Other Techniques Other technique that requires substantial work to pull off. Other technique that requires a good deal of work to pull off. Other technique to collect at least 3 data points. Other technique to collect 1 data point. No other technique used.

DOCUMENTATION (10 Points)

Metric 5 Points 4 Points 3 Points 2 Points 1 Points 0 Points
Documentation The entire notebook has documentation for confusing code, and all considerations that guided the direction of the collection. The notebook has good comments, but there are a few places where confusing code or steps are not documented. The notebook has good comments, but there are more than a few places where confusing code or steps are not documented. There are some comments in the notebook, but some confusing decisions and steps are left undocumented. There are a few comments in the notebook but they are lacking. There are no comments or no comments of value in the notebook.
Repeatability Notebook deliverable runs fully on its own by just hitting run all cells (on WWU JupyterHub instance running the DATA311 environment). Notebook runs almost fully on its own just by hitting run all cells. i.e. A file is needed to be manually downloaded. The notebook has more than one manual step required to be able to be run. The notebook has less than 3 manual steps required to be able to be run. The notebook has less than 6 manual steps required to be able to be run. Almost all or all steps involving data collection require manual intervention of some kind.

* * * *

- _WORK TO COMPLETE_:
Copy the portion of the grading rubric that starts at the words "Other Techniques Other" and ends with "DOCUMENTATION (10 Points)".

- _SUPPLIED ENTRIES_:
* * * *

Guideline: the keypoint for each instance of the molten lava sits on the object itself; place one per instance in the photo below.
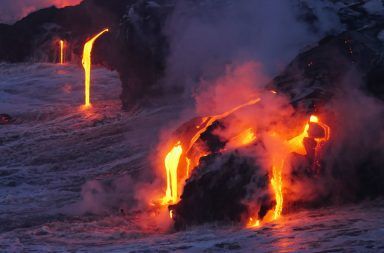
(277, 185)
(172, 158)
(171, 164)
(87, 65)
(61, 52)
(187, 155)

* * * *

- _RESPONSE TO THE EXERCISE_:
Other Techniques Other technique that requires substantial work to pull off. Other technique that requires a good deal of work to pull off. Other technique to collect at least 3 data points. Other technique to collect 1 data point. No other technique used.

DOCUMENTATION (10 Points)